• DOCUMENT PASSAGE:
** Begin **

Celltech Group PLC

Offer Update

Celltech Group PLC
01 April 2003



  NOT FOR RELEASE, PUBLICATION OR DISTRIBUTION IN OR INTO AUSTRALIA, CANADA OR
                                     JAPAN



                                                                    1 April 2003

                        CELLTECH GROUP PLC ('CELLTECH')

                CASH OFFER FOR OXFORD GLYCOSCIENCES PLC ('OGS')



On 26 February 2003, the Board of Celltech announced the terms of a cash offer
for the entire issued, and to be issued, share capital of OGS. The Offer is
being made by Celltech and (outside the United States) by JPMorgan on its behalf
and is subject to the applicable requirements of the City Code and US federal
securities laws, subject to customary exemptions granted by the SEC in relation
to the Offer.

** End **

• DATA ROWS:
** Begin **

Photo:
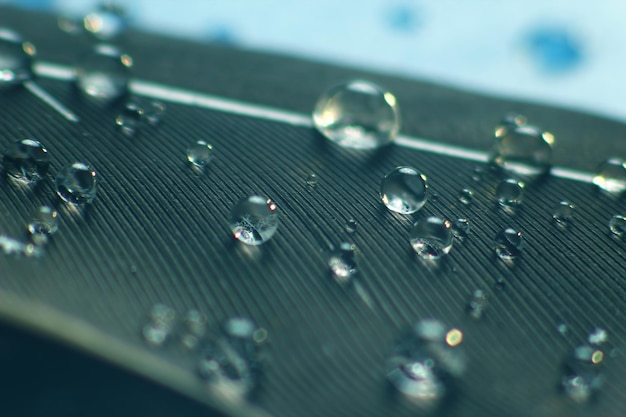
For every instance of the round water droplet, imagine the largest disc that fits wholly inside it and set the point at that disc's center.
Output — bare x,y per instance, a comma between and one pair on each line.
563,214
102,74
509,194
254,220
403,190
44,222
617,226
508,244
107,21
431,237
130,119
466,196
523,151
342,264
26,161
200,154
611,176
357,114
76,184
15,59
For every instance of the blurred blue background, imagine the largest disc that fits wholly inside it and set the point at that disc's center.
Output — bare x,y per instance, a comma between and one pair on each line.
565,53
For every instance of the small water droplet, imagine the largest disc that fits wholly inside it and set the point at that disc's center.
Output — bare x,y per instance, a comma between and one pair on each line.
522,151
102,73
26,161
358,114
466,196
431,237
130,119
200,154
15,59
107,21
254,220
477,304
44,222
563,214
342,264
403,190
425,364
509,194
598,336
508,244
610,176
76,184
617,226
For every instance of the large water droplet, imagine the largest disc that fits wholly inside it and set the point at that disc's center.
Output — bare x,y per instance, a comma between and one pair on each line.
508,244
617,226
342,264
424,365
509,194
611,176
102,73
431,237
254,220
26,161
76,184
15,59
522,151
357,114
403,190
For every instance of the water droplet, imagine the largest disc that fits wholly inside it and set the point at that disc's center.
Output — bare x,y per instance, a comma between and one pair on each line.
403,190
431,237
200,154
611,176
563,213
130,119
351,226
76,184
466,196
523,151
26,161
477,304
425,364
598,336
508,244
107,21
617,226
15,59
102,74
342,264
357,114
254,220
509,194
44,222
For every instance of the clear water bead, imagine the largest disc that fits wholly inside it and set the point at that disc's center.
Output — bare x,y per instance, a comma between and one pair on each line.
26,161
617,226
431,237
358,114
76,184
509,193
508,244
342,264
200,154
404,190
15,59
254,220
43,223
102,74
522,151
610,176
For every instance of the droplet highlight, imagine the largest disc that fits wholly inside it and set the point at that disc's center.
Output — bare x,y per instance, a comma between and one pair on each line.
358,114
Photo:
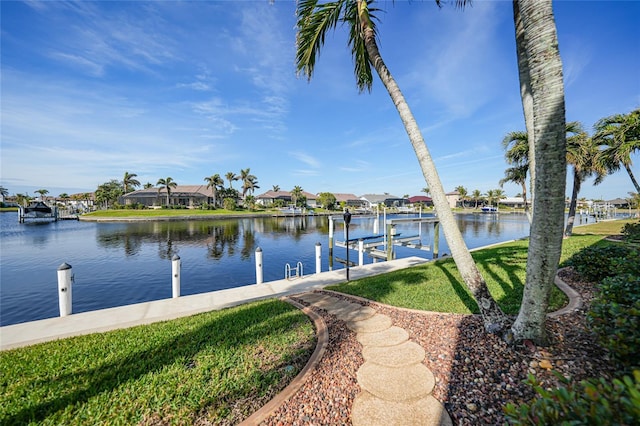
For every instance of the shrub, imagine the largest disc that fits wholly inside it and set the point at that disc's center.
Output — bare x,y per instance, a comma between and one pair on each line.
631,232
615,317
591,402
597,263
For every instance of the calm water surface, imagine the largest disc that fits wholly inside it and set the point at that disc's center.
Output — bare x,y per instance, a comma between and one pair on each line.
123,263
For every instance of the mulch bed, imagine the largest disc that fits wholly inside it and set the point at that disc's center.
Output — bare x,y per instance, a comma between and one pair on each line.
477,374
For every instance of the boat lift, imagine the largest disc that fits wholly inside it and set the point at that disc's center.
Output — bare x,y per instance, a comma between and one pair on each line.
380,246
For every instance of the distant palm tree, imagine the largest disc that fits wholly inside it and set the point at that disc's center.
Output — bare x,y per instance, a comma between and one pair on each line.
128,182
215,182
42,193
231,177
462,193
620,135
167,184
249,181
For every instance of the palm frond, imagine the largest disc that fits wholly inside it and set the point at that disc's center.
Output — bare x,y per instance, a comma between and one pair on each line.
314,20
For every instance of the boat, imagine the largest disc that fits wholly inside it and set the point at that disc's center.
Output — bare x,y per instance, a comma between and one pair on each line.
38,209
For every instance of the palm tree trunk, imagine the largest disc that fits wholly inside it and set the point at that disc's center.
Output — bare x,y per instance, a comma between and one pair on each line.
633,179
527,97
545,242
577,183
494,318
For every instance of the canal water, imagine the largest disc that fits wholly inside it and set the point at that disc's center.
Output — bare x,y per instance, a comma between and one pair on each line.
117,264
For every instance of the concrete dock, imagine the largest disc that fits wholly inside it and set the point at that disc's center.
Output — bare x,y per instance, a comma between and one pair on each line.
28,333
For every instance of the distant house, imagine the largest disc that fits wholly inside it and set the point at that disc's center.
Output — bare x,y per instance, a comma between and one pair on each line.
452,198
182,195
514,202
374,200
350,200
270,197
426,201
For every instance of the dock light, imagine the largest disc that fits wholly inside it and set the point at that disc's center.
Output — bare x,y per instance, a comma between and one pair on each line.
347,222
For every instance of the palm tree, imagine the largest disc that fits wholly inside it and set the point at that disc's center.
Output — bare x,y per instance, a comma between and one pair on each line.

** End **

• EXERCISE SET:
**A)** Return the portion of the Celltech offer announcement between "NOT FOR RELEASE, PUBLICATION" and "GLYCOSCIENCES PLC ('OGS')", inclusive, without any change.
**B)** Answer the following questions from the Celltech offer announcement.
(i) On what date did the Board of Celltech announce the terms of the cash offer?
(ii) Into which countries is the announcement not to be released, published or distributed?
(iii) Outside the United States, which firm is making the offer on Celltech's behalf?
**C)** Extend the Celltech offer announcement, beginning after its final sentence.
The material placed after the Celltech offer announcement is unrelated to it.

• ANSWERS PER TASK:
**A)**
NOT FOR RELEASE, PUBLICATION OR DISTRIBUTION IN OR INTO AUSTRALIA, CANADA OR
                                     JAPAN



                                                                    1 April 2003

                        CELLTECH GROUP PLC ('CELLTECH')

                CASH OFFER FOR OXFORD GLYCOSCIENCES PLC ('OGS')

**B)**
(i) 26 February 2003
(ii) Australia, Canada and Japan
(iii) JPMorgan

**C)**
Celltech announces that by 3.00 p.m. (London time) and 10.00 a.m. (New York
time) on 31 March 2003, being the first closing date of the Offer, acceptances
of the Offer had been received in respect of 2,161,947 OGS Shares (including
those represented by OGS ADSs), representing approximately 3.86 per cent. of the
issued share capital of OGS. In addition, as previously announced, on 24 March
2003 Celltech purchased 5,892,971 OGS Shares representing approximately 10.52
per cent. of the issued share capital of OGS, at a price of 182 pence per share.
Celltech did not hold any OGS Shares prior to the commencement of the offer
period.

Accordingly an aggregate of 8,054,918 OGS Shares, representing approximately
14.38 per cent. of the issued share capital of OGS, have been acquired by
Celltech or have been validly assented to the Offer. The Board of Celltech has
therefore decided to extend the Offer until 3.00 p.m. (London time), 10.00 a.m.
(New York time) on Tuesday, 15 April 2003.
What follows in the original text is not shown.